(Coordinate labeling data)
——
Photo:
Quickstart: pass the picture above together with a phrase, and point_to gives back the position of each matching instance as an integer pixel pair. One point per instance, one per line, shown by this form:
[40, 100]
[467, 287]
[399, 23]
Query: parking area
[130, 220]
——
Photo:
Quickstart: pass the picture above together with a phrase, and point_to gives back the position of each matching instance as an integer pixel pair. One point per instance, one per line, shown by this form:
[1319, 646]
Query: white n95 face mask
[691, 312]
——
--- REQUIREMENTS ---
Pick out every line in the entries above that contains the string "Query", and copy each of those lines. Case matters, so uppercase and lowercase letters must match.

--- EXERCISE OUTPUT ---
Query: parking area
Query: white n95 face mask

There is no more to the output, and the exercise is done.